--- Task brief ---
Reproduce each of the items below verbatim, changing nothing in any line.
====
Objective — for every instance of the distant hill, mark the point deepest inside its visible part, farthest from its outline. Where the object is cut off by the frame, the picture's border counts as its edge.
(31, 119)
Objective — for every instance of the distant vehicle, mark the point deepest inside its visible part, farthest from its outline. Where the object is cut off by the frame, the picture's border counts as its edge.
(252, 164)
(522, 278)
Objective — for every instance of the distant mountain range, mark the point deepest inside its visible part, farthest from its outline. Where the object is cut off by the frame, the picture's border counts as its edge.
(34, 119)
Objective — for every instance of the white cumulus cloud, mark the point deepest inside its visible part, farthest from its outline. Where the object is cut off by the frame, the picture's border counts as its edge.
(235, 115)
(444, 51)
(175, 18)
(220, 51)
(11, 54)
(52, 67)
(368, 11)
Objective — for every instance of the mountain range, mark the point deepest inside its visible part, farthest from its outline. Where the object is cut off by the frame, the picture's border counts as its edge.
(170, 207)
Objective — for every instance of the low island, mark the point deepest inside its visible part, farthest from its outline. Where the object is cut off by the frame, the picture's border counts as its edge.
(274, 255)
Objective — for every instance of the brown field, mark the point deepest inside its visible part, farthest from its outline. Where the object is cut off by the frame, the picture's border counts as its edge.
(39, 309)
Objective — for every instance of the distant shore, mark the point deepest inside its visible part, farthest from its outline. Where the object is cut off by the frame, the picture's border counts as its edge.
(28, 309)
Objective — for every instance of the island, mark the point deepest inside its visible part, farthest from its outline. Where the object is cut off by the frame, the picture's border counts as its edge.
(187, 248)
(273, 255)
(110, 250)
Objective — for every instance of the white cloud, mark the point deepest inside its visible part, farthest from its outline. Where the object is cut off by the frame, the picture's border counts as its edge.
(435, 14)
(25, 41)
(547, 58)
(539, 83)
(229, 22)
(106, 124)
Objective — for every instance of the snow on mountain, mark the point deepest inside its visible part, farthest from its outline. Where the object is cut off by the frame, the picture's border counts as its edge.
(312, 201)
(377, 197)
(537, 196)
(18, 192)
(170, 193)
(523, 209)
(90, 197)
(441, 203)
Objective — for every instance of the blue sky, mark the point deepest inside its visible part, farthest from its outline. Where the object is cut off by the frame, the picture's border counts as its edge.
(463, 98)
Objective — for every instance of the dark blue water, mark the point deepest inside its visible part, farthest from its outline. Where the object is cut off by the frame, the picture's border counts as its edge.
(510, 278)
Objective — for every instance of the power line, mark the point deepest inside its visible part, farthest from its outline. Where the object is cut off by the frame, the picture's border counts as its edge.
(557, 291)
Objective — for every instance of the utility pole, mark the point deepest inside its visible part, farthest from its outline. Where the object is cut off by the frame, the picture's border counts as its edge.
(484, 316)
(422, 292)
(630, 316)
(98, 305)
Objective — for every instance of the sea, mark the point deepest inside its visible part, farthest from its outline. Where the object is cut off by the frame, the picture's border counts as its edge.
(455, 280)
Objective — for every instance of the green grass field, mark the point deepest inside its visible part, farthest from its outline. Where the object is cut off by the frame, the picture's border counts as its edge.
====
--- Output for this exercise ---
Objective — for every instance of the distant hill, mark the point deepest inside its visible part, farthest from its outline. Where the object is cut off by the frame, the picture's border counts as its edge.
(31, 119)
Objective — for every instance of the distant vehicle, mark the point deepest inside its visible part, farthest from its outline. Where the object is cut off by the frame, the picture's border counts as its edge.
(252, 164)
(522, 278)
Objective — for every instance of the distant mountain range, mark the point deepest inside its visible part, farthest from its outline. Where the object is cut off by the frame, the picture's border counts as its edge.
(34, 119)
Objective — for every instance of the white cumulus cloud, mark the point deepest inside its visible part, farthest from its outline. Where the object is cut off by the frame, the picture's border counts as its edge.
(235, 115)
(444, 51)
(175, 18)
(220, 51)
(11, 54)
(52, 67)
(368, 11)
Objective — for every instance of the mountain range, mark the point deepest inside its visible part, farthest from its outline. Where the object is cut off by the frame, the picture's border counts as its edge.
(170, 207)
Objective — for every instance of the low island, mark the point deepest inside its visible part, farthest from its outline. Where the object is cut off by the frame, the picture's border counts as its edge.
(274, 255)
Objective — for every instance of the brown field, mark the point deepest inside its visible part, farthest from its outline. Where the object is cut off by the frame, the picture's border counts as its edge.
(39, 309)
Objective — for every instance of the distant shore, mark the point deepest inside its visible part, farthest from its outline. Where the object is cut off by the frame, the picture's border counts as its edge.
(28, 309)
Objective — for every instance of the island, mark the point deepest inside its visible part, farthest from its outline. Where the object is cut off by the frame, the picture's border counts as its edge.
(187, 248)
(273, 255)
(110, 250)
Objective — for every instance of the white cloud, mark the point deepest inside its visible part, farthest from its outline. Where the object is cut off by the frame, the picture's border counts as its edge.
(435, 14)
(25, 41)
(547, 58)
(539, 83)
(229, 22)
(106, 124)
Objective — for every instance of the snow on mountain, mark the point deepest inside its visible part, farthest from its outline. Where the object is cut off by the frame, the picture's border counts as its edge.
(312, 201)
(377, 197)
(537, 196)
(18, 192)
(170, 193)
(523, 209)
(90, 197)
(441, 203)
Objective — for every instance of the blue sky, mark the point deepest inside its visible part, farthest from its outline. Where the object is cut off by the frame, the picture's border counts as its edge.
(463, 98)
Objective — for every instance of the dark blue water, mark the point deepest inside its visible part, farthest from its outline. Where the object is cut off by the frame, the picture's border counts as its edge.
(510, 278)
Objective — for every instance of the power line, mark the point deepest inside its visible part, farthest from its outline. Where the object is cut off by the frame, the picture's border counts as its edge.
(557, 291)
Objective — for every instance of the utility pole, mark the point deepest inside its visible part, farthest from its outline. Where the object is cut off by the frame, the picture's border counts as its edge.
(484, 316)
(422, 292)
(630, 316)
(98, 305)
Objective — for every instance of the sea, mark the point deepest inside its visible part, farthest from its outline. Where the object is cut off by the frame, the picture's border counts as its edge.
(455, 280)
Objective — for every instance of the green grass field, mark the point deepest inside its visible part, farthest from its outline. Where the object is cut off by the frame, the picture's border counts as its edge.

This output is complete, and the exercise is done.